[PROVIDED INFORMATION — start]

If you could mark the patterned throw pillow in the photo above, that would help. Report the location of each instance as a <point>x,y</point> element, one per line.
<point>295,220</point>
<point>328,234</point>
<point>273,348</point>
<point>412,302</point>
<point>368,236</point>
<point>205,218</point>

[PROVIDED INFORMATION — finish]

Quote every entry exactly.

If you could mark the patterned throw pillow in the photo above, that would help. Report the location of each instance as a <point>x,y</point> element, one per line.
<point>295,220</point>
<point>328,234</point>
<point>273,348</point>
<point>412,302</point>
<point>368,236</point>
<point>205,218</point>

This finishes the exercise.